• TEXT PASSAGE:
The display panel 100 comprises a polymer dispersed liquid crystal in a display area 100A which displays images. As described later, the polymer dispersed liquid crystal has polymers and liquid crystal molecules. In the example shown in the figure, the initial alignment direction AD of the liquid crystal molecules is set so as to be a first direction X. The initial alignment direction AD corresponds to the alignment direction of the liquid crystal molecules in an off state where no voltage is applied to the liquid crystal molecules. In the example shown in the figure, in an X-Y plane defined by the first direction X and a second direction Y, the liquid crystal molecules in an off state are aligned such that their long axes are parallel to the first direction X. The polymers extend in the first direction X.

The light source unit 200 is provided along an edge portion 100E of the display panel 100. In the example shown in the figure, the edge portion 100E extends in the first direction X. Illumination light emitted from the light source unit 200 is made incident on the edge portion 100E, and thus, the display area 100A is illuminated with the illumination light.

The dimming panel 300 comprises a guest-host liquid crystal in a dimming area 300A which overlaps the display area 100A in a third direction Z. As described later, the guest-host liquid crystal has dichroic dye molecules as guest molecules, and liquid crystal molecules as host molecules.

The absorbance of guest molecules differs between the long axis direction and the short axis direction. The guest molecules mainly absorb a linearly polarized light component parallel to the long axis direction. For this reason, the dimming area 300A can be colored based on the color of the guest molecules. When the guest molecules are black dichroic dye molecules, the guest molecules can absorb a linearly polarized light component parallel to the long axis and form a light-shielding area in the dimming area 300A. The long axis direction of these guest molecules corresponds to the absorption axis AA in the dimming panel 300. The absorption axis AA is parallel to the initial alignment direction AD, and in the example shown in the figure, is set so as to be the first direction X.

The glass member 400 is located on a side opposite to the observation position O of the display panel 100. The dimming panel 300 is located between the display panel 100 and the glass member 400.

Here, this specification explains a case where the letter “A” is displayed in the display area 100A as shown in the figure. The display light emitted from the display panel 100 is mainly linearly polarized light parallel to the first direction X. Since the display light which proceeds from the display panel 100 toward the glass member 400 is linearly polarized light parallel to the absorption axis AA of the dimming panel 300, the display light is absorbed in the dimming panel 300. In this manner, the display light hardly reaches the glass member 400.

Thus, when an image is displayed on the display panel 100, undesired reflection in the glass member 400 can be prevented. In other words, the generation of ghost images on the back side of the display panel 100 is prevented, and thus, the display quality of images observed at the observation position O can be improved.

• EXTRACTED ENTRIES:

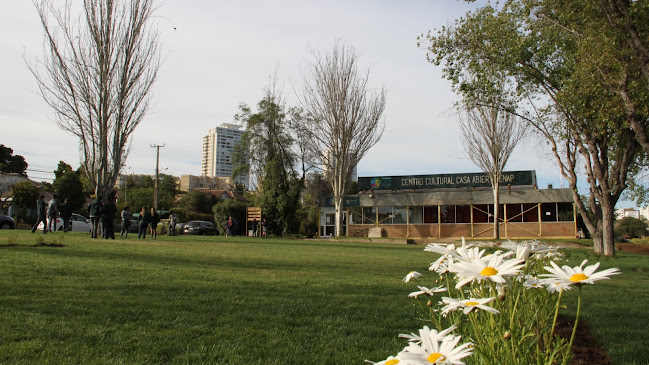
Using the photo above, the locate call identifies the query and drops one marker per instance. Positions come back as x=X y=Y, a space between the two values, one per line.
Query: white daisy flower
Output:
x=436 y=350
x=425 y=290
x=440 y=266
x=469 y=253
x=577 y=275
x=411 y=275
x=491 y=268
x=467 y=305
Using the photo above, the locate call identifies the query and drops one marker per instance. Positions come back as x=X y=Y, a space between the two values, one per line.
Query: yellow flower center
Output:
x=434 y=357
x=488 y=271
x=578 y=277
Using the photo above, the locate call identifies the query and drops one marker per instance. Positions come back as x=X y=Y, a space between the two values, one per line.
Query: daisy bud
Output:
x=501 y=293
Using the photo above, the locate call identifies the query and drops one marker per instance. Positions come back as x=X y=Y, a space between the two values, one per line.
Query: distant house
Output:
x=191 y=182
x=223 y=194
x=628 y=212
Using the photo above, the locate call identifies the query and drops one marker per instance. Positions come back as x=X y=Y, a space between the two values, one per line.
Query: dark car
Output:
x=6 y=222
x=204 y=228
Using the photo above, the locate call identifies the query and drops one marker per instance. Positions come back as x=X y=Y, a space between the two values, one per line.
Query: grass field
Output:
x=192 y=300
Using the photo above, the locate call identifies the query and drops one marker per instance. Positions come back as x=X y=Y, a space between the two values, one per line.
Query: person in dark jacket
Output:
x=126 y=221
x=143 y=222
x=53 y=212
x=66 y=215
x=41 y=212
x=155 y=219
x=94 y=211
x=108 y=214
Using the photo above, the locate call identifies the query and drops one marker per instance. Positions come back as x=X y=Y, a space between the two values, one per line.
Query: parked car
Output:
x=79 y=223
x=6 y=222
x=204 y=228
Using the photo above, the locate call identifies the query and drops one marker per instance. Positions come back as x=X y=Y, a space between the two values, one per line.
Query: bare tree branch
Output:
x=97 y=75
x=343 y=117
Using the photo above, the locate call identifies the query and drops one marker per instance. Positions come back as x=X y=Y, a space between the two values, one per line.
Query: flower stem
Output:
x=556 y=314
x=574 y=330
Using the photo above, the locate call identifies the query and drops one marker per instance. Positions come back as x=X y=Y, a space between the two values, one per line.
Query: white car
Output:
x=79 y=224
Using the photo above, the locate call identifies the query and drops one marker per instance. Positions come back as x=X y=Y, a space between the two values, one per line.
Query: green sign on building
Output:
x=444 y=181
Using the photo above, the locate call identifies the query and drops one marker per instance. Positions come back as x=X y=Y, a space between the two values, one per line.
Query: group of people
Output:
x=102 y=217
x=264 y=228
x=47 y=213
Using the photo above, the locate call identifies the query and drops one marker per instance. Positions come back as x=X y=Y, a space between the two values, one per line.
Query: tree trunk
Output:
x=338 y=202
x=608 y=220
x=496 y=191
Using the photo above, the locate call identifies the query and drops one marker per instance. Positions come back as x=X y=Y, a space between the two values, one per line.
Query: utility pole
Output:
x=157 y=171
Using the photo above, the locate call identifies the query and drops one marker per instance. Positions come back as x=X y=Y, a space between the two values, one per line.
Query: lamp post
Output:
x=157 y=171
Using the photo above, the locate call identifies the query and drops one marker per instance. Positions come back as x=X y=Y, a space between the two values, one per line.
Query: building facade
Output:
x=218 y=149
x=191 y=182
x=454 y=206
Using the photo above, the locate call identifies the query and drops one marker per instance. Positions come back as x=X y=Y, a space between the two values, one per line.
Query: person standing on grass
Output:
x=254 y=227
x=155 y=219
x=94 y=211
x=143 y=222
x=53 y=210
x=228 y=227
x=108 y=215
x=41 y=214
x=172 y=224
x=66 y=215
x=126 y=221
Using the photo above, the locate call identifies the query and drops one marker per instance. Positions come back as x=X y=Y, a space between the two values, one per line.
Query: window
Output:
x=530 y=212
x=417 y=215
x=385 y=215
x=447 y=213
x=565 y=212
x=514 y=212
x=549 y=212
x=369 y=215
x=481 y=213
x=431 y=214
x=400 y=215
x=356 y=215
x=462 y=214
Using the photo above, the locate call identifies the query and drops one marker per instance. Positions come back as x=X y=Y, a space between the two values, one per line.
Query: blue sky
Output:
x=218 y=54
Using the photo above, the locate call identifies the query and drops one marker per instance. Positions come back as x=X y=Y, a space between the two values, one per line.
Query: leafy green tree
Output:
x=230 y=208
x=547 y=55
x=310 y=216
x=67 y=185
x=195 y=205
x=631 y=227
x=10 y=163
x=266 y=152
x=140 y=193
x=25 y=194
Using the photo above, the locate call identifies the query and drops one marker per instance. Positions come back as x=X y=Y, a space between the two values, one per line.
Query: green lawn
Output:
x=242 y=301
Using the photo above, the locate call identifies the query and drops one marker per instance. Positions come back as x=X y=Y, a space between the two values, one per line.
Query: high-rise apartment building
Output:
x=218 y=148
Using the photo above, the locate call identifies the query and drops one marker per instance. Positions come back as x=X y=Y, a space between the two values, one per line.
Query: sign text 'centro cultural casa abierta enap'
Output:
x=444 y=181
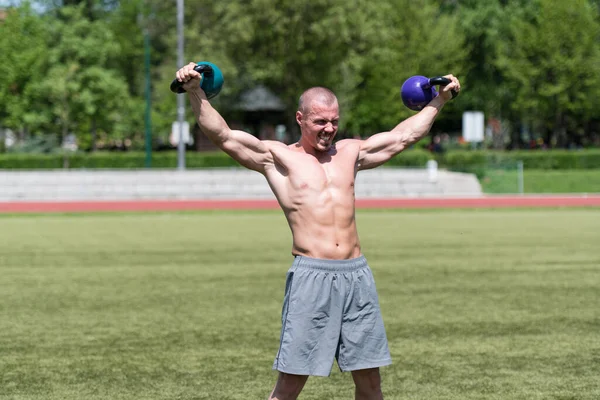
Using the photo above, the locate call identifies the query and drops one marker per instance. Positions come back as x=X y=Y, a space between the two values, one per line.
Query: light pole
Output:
x=180 y=97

• EXERCISE REQUIREMENTS:
1. Using the passage on the display and dimming panels, explain why the display light heading from the display panel 100 toward the glass member 400 hardly reaches it.
2. Answer these questions from the passage on the display and dimming panels.
(a) Along which part of the display panel 100 is the light source unit 200 provided?
(b) What does the guest-host liquid crystal have as its guest molecules?
(c) Where is the glass member 400 located?

• SOLUTION LIST:
1. The display light from the display panel 100 is mainly linearly polarized light parallel to the first direction X. This is parallel to the absorption axis AA of the dimming panel 300, and the guest molecules mainly absorb linearly polarized light parallel to their long axis, so the dimming panel 300 absorbs the display light.

2.
(a) Along the edge portion 100E of the display panel 100.
(b) Dichroic dye molecules.
(c) On the side of the display panel 100 opposite the observation position O.